» Texte extrait
***

A l'occasion de la disparition de Roger Moore, j'ai répondu aux questions de la journaliste Mélissa Chevreuil du Point.
Le Point Pop : Qu'est-ce que Roger Moore a apporté à James Bond ?
Philippe Lombard : Roger Moore a permis à la série de renaître. Dans les années 60, Sean Connery et la saga James Bond étaient intimement liés, on ne pouvait pas imaginer quelqu'un d'autre dans le rôle. George Lazenby, qui lui succède en 1969 dans Au service secret de Sa Majesté, est coincé dans l'imitation. Quand les producteurs engagent Moore en 1973 pour Vivre ou laisser mourir, ils savent qu'ils partiront enfin sur autre chose. Sa personnalité déborde sur ses personnages, comme dans la série Amicalement vôtre. Il incarne un tout nouveau type de héros, pince-sans-rire, élégant, dénué de toute noirceur. Il a conscience que, de toute façon, il ne peut pas faire du Sean Connery. Il apporte une certaine légèreté.
Comment expliquer que son interprétation fut parfois « décriée » ?
L'ère portée par Sean Connery était noire et violente. Bons Baisers de Russie (1963) n'a rien d'une comédie. Alors que dans L'Homme au pistolet d'or (1974), on s'amuse du début à la fin ! Roger Moore a amené une forme de divertissement caractéristique de son époque. Et on sait comme les gens sont récalcitrants au changement. On considérait aussi qu'il n'était pas très bon acteur à l'époque. On aimait le caricaturer avec un fort accent anglais et un sourcil constamment relevé. Roger Moore le savait et en jouait souvent. Si son interprétation n'était pas aussi spectaculaire que celle de Sean Connery, on ne peut pas lui enlever une certaine présence. D'autant plus qu'il ne convoitait pas particulièrement le rôle. Son rêve à lui, c'était de jouer le méchant ! (rires)
S'il fallait définir le « style Roger Moore » en quelques mots ?
Un style très second degré, entre le charme et la décontraction. C'est un James Bond qui, définitivement, ne se prend pas au sérieux, qui casse presque le quatrième mur. On a l'impression que, parfois, il nous regarde, comme lorsqu'il lance un coup d'œil au public. Dans Octopussy, en 1983, il chante même le célèbre générique d'ouverture créé par Monty Norman !
A-t-il laissé quelque chose à ses successeurs comme Pierce Brosnan ou Daniel Craig ?

***

» Informations fournies
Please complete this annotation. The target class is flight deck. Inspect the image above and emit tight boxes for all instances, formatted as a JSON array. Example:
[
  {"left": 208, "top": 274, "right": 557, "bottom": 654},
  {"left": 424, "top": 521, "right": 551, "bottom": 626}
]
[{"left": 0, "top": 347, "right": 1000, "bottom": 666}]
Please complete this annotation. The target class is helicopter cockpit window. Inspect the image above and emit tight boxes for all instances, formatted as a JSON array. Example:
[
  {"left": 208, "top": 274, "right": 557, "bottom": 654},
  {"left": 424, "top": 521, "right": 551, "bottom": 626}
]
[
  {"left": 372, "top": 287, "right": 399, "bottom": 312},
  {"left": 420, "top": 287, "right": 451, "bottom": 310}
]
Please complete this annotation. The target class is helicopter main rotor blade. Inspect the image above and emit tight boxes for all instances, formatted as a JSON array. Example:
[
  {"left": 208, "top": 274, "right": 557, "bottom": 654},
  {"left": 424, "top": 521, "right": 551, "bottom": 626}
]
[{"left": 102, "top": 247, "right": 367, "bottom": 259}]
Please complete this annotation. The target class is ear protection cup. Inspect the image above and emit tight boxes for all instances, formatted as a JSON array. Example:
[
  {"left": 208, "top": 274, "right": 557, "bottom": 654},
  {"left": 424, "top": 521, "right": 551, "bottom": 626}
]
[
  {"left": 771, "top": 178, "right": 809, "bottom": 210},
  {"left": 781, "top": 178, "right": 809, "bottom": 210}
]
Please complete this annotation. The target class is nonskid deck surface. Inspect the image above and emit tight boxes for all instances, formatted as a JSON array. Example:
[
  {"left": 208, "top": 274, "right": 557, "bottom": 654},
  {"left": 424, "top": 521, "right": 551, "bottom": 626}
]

***

» Consignes de travail
**a)** D'après l'entretien sur Roger Moore, quel rôle Roger Moore rêvait-il de jouer ?
**b)** Poursuivez l'entretien sur Roger Moore à partir de sa dernière phrase.

» Les réponses
**a)** Le méchant.

**b)**
Selon moi, Pierce Brosnan était le parfait mélange entre Sean Connery et Roger Moore. Du premier, il a emprunté son humour et sa nonchalance. Du second, il a gardé la violence et la dureté. En revanche, il n'a pas laissé grand-chose à Daniel Craig qui ressemble plus à Sean Connery, tout en intensité et en virilité.
Comment a-t-il vécu l'après-James Bond ?
Roger Moore a connu une période difficile, mais il savait qu'il fallait bien s'arrêter un jour. Dans Dangereusement vôtre, son dernier James Bond sorti en 1985, il a déjà 58 ans ! S'il n'a pas vraiment réalisé de film majeur par la suite, c'est aussi qu'il n'a jamais cherché à sortir du costume de l'agent secret. À l'exact opposé de Sean Connery, qui, lui, ne rêvait que de ça. Il a toujours gardé un tendre souvenir de son époque 007 et, plus que tout, il aimait être associé au rôle, sachant pertinemment ce qu'il lui devait. Il est même allé voir Pierce Brosnan sur le tournage de GoldenEye pour lui souffler quelques conseils. Même si, forcément, il est avant tout attaché aux épisodes de son époque. Selon lui, ceux avec Daniel Craig sont bien trop violents !
Pourrait-on voir à nouveau un James Bond joué « façon Roger Moore » ?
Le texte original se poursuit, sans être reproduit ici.